Exercise prompt: Below are records; how many of their lines contain "column"? Reply with the number and no other words.
* * * * *
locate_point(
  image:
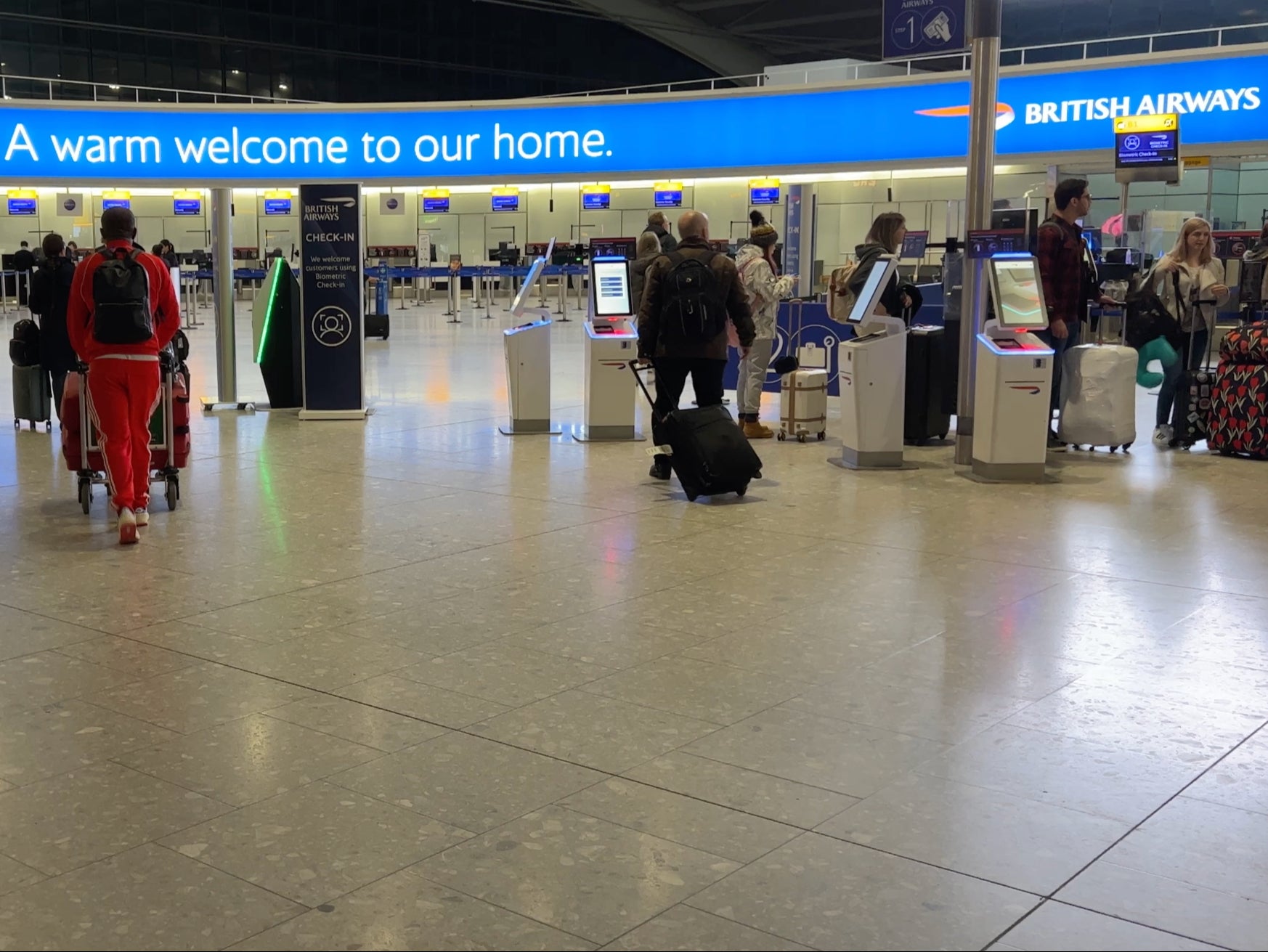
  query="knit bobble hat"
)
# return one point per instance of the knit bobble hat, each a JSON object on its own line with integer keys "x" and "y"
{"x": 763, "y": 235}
* * * * *
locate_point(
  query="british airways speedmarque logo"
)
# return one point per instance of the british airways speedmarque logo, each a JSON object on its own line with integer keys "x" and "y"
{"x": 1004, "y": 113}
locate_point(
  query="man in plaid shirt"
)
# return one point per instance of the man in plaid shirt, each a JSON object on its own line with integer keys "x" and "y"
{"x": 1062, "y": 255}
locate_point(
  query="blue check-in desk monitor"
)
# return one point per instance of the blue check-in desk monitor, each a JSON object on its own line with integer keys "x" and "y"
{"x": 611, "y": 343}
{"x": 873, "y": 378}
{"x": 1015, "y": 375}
* * * * *
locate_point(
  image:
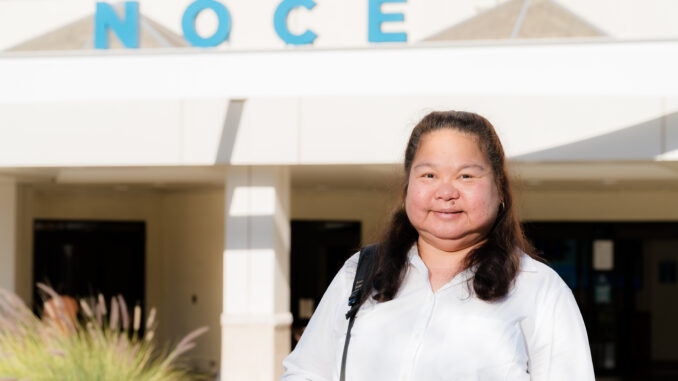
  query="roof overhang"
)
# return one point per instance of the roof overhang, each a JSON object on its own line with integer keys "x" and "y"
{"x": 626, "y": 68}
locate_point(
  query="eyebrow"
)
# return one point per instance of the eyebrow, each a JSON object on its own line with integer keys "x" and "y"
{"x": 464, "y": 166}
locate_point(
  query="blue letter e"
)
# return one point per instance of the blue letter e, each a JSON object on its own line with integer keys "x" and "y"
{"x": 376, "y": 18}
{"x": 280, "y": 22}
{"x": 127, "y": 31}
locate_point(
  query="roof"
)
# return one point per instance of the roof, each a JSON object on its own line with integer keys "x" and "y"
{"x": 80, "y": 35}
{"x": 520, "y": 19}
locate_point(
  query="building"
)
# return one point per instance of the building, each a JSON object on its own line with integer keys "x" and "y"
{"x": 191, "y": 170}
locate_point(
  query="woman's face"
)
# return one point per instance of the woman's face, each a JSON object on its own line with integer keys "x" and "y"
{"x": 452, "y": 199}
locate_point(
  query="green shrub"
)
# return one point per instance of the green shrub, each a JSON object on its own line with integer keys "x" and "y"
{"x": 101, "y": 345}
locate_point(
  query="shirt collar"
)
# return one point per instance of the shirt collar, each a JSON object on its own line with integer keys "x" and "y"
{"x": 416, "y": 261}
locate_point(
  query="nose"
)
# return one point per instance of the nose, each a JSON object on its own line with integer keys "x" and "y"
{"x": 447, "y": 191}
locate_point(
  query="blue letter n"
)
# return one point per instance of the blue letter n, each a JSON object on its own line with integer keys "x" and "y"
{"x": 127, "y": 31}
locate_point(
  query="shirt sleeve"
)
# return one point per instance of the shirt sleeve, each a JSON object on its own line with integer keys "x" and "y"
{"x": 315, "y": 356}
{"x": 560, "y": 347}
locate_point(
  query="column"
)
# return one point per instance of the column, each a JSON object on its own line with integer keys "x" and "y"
* * * * *
Task answer: 2